Dynamic Compilation in Practice: From Instrumentation to Parallelization

Thursday, March 13, 2008 - 11:24am

Chi-Keung (CK) Luk
CE Program Faculty Candidate – Intel

DATE: Monday, Mar 17th
TIME: 9:00 AM
PLACE: Engineering Science Building 2001

As the complexity of computer systems continues to grow, the job of a compiler is increasingly challenging as it strives to generate optimized code for many different runtime environments. One promising approach to addressing this challenge is via dynamic compilation, a technique that compiles a program while it runs and thus has the complete runtime information. Despite its potential, the success of dynamic compilation has been largely limited to providing architectural compatibility—the best known example is the translation of Java bytecodes to native machine codes. Looking forward, I argue that dynamic compilation should be more heavily used in the software stack. In this talk, I present two new usages of dynamic compilation originated from my research at Intel, namely instrumentation and parallelization.

※

To do:
A. Translate into Spanish this sentence from the talk announcement: "One promising approach to addressing this challenge is via dynamic compilation, a technique that compiles a program while it runs and thus has the complete runtime information."
B. Answer these questions from the talk announcement.
(i) In what building and room does the talk take place?
(ii) According to the announcement, what is the best known example of dynamic compilation providing architectural compatibility?
(iii) Which two new usages of dynamic compilation does the speaker present?
C. From the talk announcement, quote the stretch from "As the complexity" through "instrumentation and parallelization.".

Information supplied:
※

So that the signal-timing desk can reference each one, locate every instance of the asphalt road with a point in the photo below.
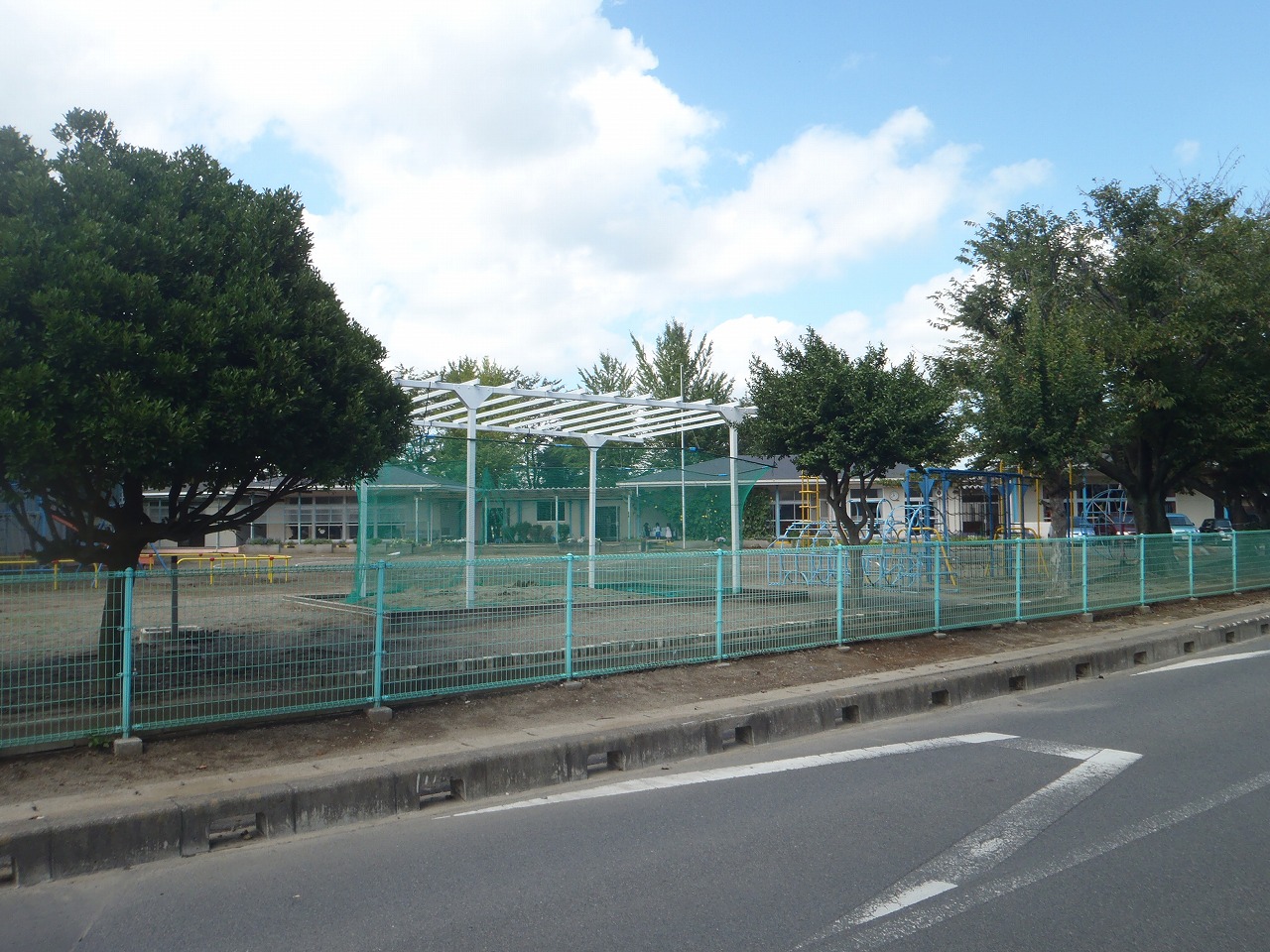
(1111, 814)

※

Solutions to each task:
A. Un enfoque prometedor para abordar este desafío es mediante la compilación dinámica, una técnica que compila un programa mientras este se ejecuta y, por lo tanto, dispone de la información completa de tiempo de ejecución.

B.
(i) Engineering Science Building 2001
(ii) The translation of Java bytecodes to native machine codes
(iii) Instrumentation and parallelization

C.
As the complexity of computer systems continues to grow, the job of a compiler is increasingly challenging as it strives to generate optimized code for many different runtime environments. One promising approach to addressing this challenge is via dynamic compilation, a technique that compiles a program while it runs and thus has the complete runtime information. Despite its potential, the success of dynamic compilation has been largely limited to providing architectural compatibility—the best known example is the translation of Java bytecodes to native machine codes. Looking forward, I argue that dynamic compilation should be more heavily used in the software stack. In this talk, I present two new usages of dynamic compilation originated from my research at Intel, namely instrumentation and parallelization.